Given problem — Write out all of the data below word for word, leaving the pictures out.

Items drawn from a data source —
--- start ---

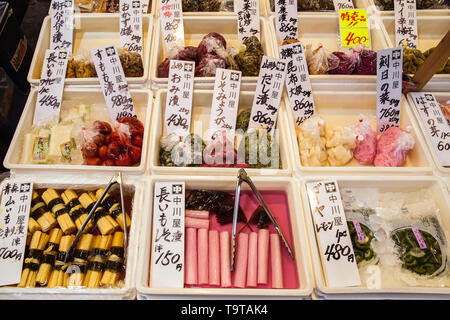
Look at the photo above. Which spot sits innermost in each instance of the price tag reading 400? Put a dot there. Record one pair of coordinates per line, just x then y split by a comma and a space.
354, 28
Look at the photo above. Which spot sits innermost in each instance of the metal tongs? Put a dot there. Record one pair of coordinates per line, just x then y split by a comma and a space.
117, 178
243, 177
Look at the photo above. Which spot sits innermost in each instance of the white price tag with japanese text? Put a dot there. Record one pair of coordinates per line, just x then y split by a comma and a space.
330, 225
131, 25
171, 16
298, 84
269, 90
179, 97
51, 86
61, 32
435, 124
406, 23
225, 101
168, 235
286, 19
248, 20
113, 83
389, 88
14, 213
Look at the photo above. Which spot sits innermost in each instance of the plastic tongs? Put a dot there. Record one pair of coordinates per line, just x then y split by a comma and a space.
243, 177
117, 178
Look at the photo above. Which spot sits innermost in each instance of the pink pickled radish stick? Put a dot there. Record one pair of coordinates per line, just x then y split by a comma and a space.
240, 271
197, 214
276, 264
263, 255
196, 223
191, 256
225, 273
252, 265
214, 258
202, 240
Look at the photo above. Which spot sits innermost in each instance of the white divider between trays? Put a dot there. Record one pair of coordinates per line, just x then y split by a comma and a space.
388, 183
26, 120
128, 291
285, 150
420, 151
299, 243
94, 28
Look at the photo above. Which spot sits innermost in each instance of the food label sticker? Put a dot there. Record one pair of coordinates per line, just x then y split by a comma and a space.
61, 33
225, 102
354, 28
179, 97
269, 90
406, 23
435, 124
420, 241
171, 16
389, 88
338, 258
113, 83
51, 85
248, 20
131, 25
286, 19
298, 84
168, 235
343, 5
14, 213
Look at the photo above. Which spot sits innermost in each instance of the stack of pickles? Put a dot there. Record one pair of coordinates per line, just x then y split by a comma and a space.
98, 257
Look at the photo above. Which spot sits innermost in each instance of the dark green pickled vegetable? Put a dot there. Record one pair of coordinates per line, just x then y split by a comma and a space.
421, 261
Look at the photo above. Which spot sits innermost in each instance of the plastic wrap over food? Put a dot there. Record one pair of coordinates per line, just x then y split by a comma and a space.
393, 147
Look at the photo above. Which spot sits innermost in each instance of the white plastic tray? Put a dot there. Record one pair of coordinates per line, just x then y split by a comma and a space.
299, 245
385, 183
441, 97
200, 115
91, 31
343, 108
142, 100
128, 291
324, 29
195, 28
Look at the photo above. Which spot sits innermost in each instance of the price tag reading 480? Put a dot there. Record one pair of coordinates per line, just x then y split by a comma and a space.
354, 28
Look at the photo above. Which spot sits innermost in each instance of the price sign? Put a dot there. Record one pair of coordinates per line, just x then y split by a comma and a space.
298, 84
389, 88
435, 124
354, 28
248, 19
406, 23
225, 101
113, 83
131, 25
179, 97
51, 86
61, 32
171, 16
330, 224
168, 235
14, 213
268, 94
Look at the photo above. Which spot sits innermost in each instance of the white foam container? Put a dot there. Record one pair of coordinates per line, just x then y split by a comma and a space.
200, 113
91, 31
128, 291
324, 29
142, 99
195, 28
299, 244
440, 97
386, 183
340, 108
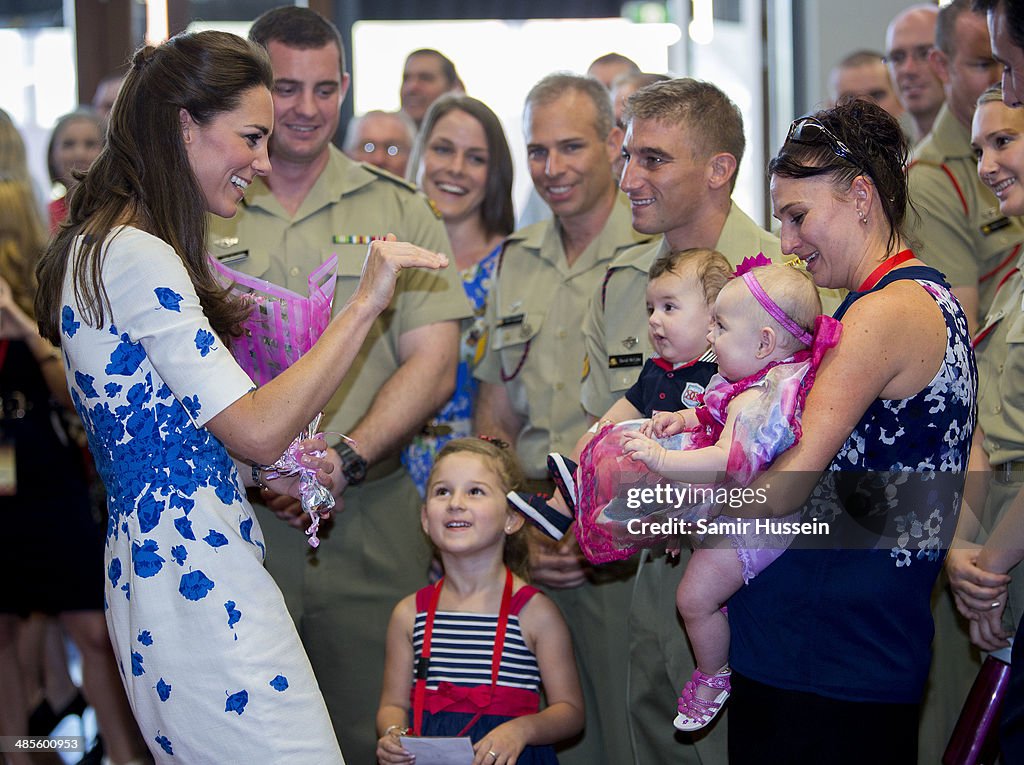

--- end ---

Full solution —
Look at the photo above. Which spot sits innermost in each instance of the price tag reading 400? Put a dot there. Record one pair of coordinates per line, just x then y split by a comma and a space.
354, 28
Look at the photo above. Which spot sits innermost in each instance of the metal tongs? Put a dot there. Record one pair of coordinates per line, just x then y split by a comma and a space.
117, 178
243, 177
Look at the photo above. Which spot sits innermost in each instance of the white price tag with japanese text? Put a dot there. Record one pair of coordinates per line, just x then y split by a comma and a space.
330, 225
131, 25
171, 16
298, 84
269, 90
179, 97
51, 86
61, 32
435, 124
406, 23
225, 101
168, 235
286, 19
248, 20
113, 83
389, 88
14, 213
Look at the photo above. Which spot sits innermost in each instance of the plastic tongs? Put a dot there. Record one pair of coordinates per line, just x then y split by a comma and a space.
243, 177
117, 178
Look at the photo above. Which spot sits innermost in each instance of the pink pickled radish stick? Put a dot there. Record one pair of coordinates per line, just x then y split by a comma and a space.
240, 271
197, 214
276, 264
263, 255
196, 223
191, 256
225, 273
252, 265
214, 258
202, 240
Look at the photo above. Which spot sits innermost in each instance of the white divider between trays? Put a dot there. Record one pair of coordinates per line, just x then y split by a comma and a space.
388, 183
26, 120
128, 291
285, 150
420, 151
299, 243
94, 28
Look at the photo above. Which spot sits innermost in each instance of the food label sticker? Put a dot there. Record one pair of coordinates per line, just x then y split by a comma and a space.
61, 33
225, 102
354, 28
179, 97
269, 90
406, 23
435, 124
420, 241
171, 16
389, 88
338, 258
113, 83
51, 85
248, 20
131, 25
286, 19
298, 84
168, 235
343, 5
14, 213
Look at the photo above. Which spot sits innermost in each instance of the stack of pickles? Put a dot there. Record one pair of coordinates per line, just x then y split by a comma and a space.
98, 257
Look at the photo above. Which spot sits innermost in each instance of the dark green pickled vegetable? Put a dot there. Record one pair of coordinates per line, just x then y split by a comma and a space.
421, 261
Look at the photo above. Which spot sits innermost in each instance of the plastic wrap over food? Put a dot there. Record one pair of coordinates per line, just x then y split by a comma and a space.
393, 147
Look at the photo above. Which spot sits innermost in each instance of the white plastic tray? Put a dot there. Record one pair of coordinates per line, just x then y split by a comma and a space.
299, 245
385, 183
441, 97
200, 115
91, 31
343, 108
142, 100
128, 291
324, 29
195, 28
Look at the photo above. Which spot sits innermost in each instance of the price tag reading 480? Put a dot there. Record one pair of coordinates per line, just x then y split by a comma and a space.
354, 28
Look at the photo above. Which spot sits innermost in each instance of the price sign? Put a dot there. Record one pair of coordinates per line, just x then y split by a comma and a space.
298, 84
389, 88
435, 124
354, 28
248, 19
406, 23
225, 101
113, 83
131, 25
179, 97
51, 86
61, 32
171, 16
330, 224
168, 235
14, 213
268, 94
Look at the photo above. Which spot sits innermost in each instance of the white foam container? Put a dot there. Record one pair of coordinates per line, just x then y split by a comma and a space.
200, 113
91, 31
128, 291
324, 29
142, 99
195, 28
299, 244
440, 97
386, 183
340, 108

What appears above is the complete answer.